■ What needs to be done ■
Turn the lines of the material below into a numbered list, starting at the line containing "request = locate the dark" and ending at the line containing "top-left (92, 443), bottom-right (229, 675)". Include both of those lines and omit any blank lines.

■ Items from a dataset ■
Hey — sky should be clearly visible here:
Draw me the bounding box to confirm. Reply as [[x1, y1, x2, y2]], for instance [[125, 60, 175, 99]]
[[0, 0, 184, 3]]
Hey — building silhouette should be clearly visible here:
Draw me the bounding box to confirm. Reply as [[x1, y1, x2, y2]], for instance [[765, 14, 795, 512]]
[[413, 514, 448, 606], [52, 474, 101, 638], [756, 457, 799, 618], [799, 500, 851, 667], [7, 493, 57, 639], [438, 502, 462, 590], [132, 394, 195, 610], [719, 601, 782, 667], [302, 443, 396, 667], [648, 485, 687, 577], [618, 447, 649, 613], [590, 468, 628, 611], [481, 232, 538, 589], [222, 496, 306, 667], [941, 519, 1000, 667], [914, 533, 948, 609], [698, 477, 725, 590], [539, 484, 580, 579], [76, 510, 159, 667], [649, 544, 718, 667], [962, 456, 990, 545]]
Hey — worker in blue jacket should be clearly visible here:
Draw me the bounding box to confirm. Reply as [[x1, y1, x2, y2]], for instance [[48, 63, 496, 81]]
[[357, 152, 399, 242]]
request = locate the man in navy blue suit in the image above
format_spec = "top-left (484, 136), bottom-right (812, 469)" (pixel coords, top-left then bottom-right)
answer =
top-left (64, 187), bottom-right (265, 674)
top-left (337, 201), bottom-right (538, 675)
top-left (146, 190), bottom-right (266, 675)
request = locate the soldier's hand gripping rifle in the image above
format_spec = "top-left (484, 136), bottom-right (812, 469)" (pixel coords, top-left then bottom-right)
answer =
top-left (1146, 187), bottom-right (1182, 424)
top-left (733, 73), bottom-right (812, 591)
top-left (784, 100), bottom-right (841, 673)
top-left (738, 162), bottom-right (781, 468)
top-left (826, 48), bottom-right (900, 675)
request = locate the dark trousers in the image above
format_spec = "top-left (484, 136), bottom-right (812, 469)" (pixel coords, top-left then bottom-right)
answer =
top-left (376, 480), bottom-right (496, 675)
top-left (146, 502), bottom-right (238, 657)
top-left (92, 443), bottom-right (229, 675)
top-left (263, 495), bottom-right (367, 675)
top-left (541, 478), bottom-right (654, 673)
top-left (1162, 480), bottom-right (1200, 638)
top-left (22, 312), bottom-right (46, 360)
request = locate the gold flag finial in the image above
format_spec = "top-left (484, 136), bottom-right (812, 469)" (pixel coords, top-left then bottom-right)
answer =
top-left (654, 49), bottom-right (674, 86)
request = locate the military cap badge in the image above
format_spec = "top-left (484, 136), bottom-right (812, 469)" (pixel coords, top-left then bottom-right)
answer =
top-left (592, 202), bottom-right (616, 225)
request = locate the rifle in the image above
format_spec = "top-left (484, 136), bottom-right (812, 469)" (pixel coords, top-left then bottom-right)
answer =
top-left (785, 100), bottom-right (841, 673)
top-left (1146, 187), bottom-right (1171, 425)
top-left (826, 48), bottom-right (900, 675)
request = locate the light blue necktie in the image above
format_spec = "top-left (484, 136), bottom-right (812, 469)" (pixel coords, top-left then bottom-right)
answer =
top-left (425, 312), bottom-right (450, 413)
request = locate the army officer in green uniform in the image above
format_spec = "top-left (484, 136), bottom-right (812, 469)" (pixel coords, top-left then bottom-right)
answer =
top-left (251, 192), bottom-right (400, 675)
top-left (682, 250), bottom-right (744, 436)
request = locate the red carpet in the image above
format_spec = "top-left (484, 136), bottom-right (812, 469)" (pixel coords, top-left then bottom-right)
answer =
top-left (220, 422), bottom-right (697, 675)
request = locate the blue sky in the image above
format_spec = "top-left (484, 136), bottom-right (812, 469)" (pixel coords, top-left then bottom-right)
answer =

■ Response below ■
1. request = locate the dark trousers in the image above
2. format_spec = "top-left (484, 136), bottom-right (812, 469)" (pixel coords, top-left then bottom-right)
3. answer =
4. top-left (376, 480), bottom-right (496, 675)
5. top-left (146, 502), bottom-right (238, 657)
6. top-left (92, 443), bottom-right (229, 675)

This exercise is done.